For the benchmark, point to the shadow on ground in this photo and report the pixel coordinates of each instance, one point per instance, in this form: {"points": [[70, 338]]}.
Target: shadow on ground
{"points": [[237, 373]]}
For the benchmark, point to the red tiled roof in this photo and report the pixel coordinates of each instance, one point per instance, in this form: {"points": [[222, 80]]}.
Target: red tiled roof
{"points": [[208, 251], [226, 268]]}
====================
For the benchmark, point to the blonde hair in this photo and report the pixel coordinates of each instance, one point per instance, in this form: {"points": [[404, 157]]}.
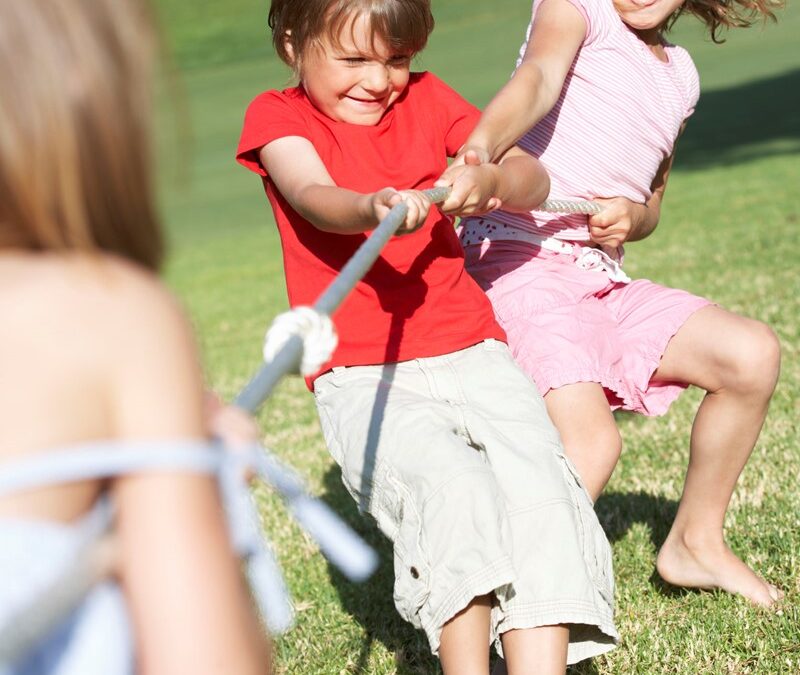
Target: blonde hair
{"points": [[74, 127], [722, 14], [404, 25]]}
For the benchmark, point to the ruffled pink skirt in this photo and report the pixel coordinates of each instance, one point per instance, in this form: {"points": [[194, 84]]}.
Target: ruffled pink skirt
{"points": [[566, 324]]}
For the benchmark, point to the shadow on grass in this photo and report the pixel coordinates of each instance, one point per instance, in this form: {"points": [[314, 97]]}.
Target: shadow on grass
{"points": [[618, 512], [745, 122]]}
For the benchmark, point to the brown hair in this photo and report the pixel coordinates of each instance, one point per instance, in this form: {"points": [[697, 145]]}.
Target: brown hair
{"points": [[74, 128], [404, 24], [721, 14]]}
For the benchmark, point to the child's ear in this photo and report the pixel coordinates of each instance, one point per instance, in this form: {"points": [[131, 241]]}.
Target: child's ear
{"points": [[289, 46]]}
====================
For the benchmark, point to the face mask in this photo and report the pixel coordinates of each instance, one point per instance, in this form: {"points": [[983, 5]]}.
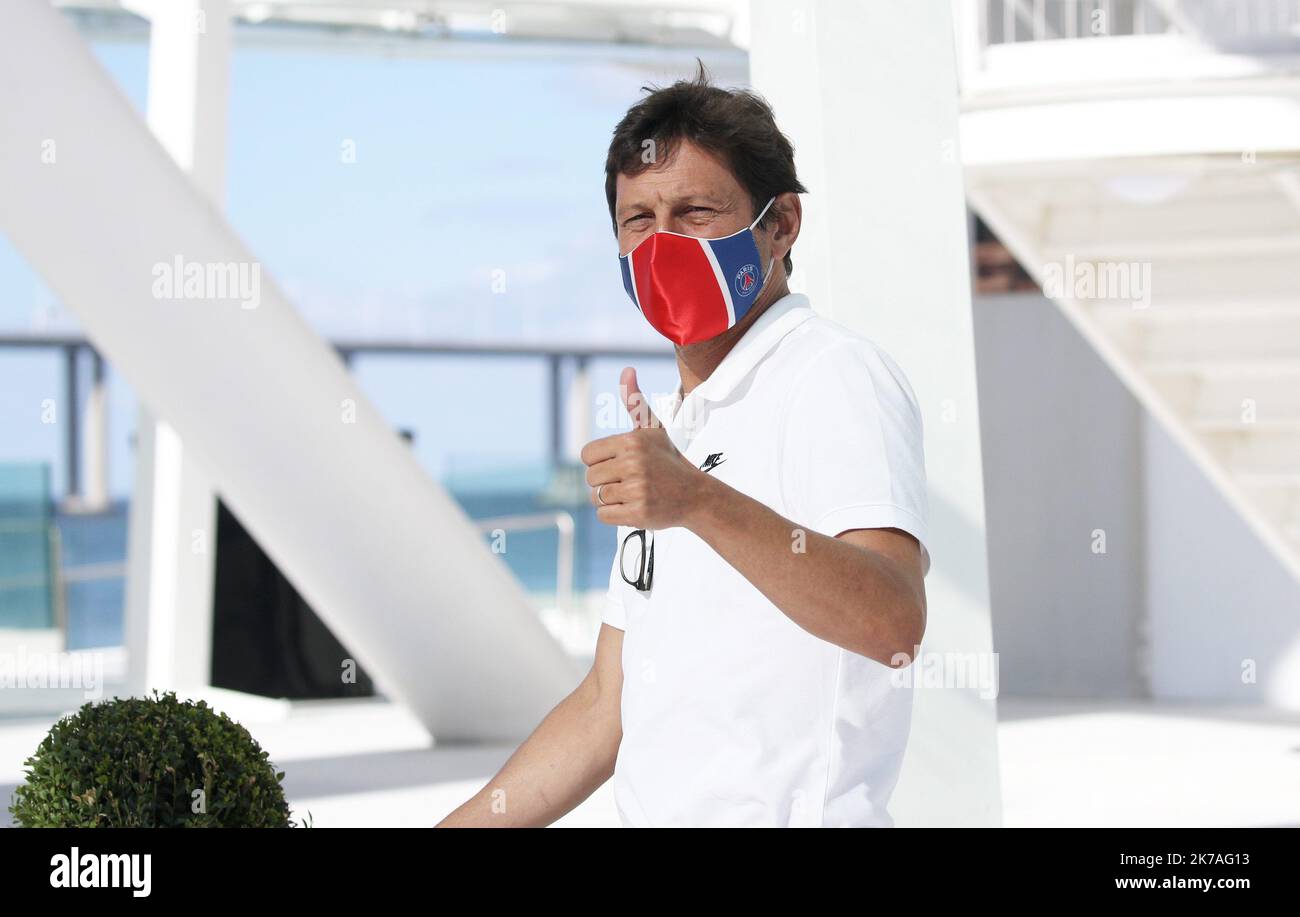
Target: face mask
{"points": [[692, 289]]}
====================
■ Task: Count the lines in the material above that contain the word "brown", and give only the number.

■ Result of this exercise: 2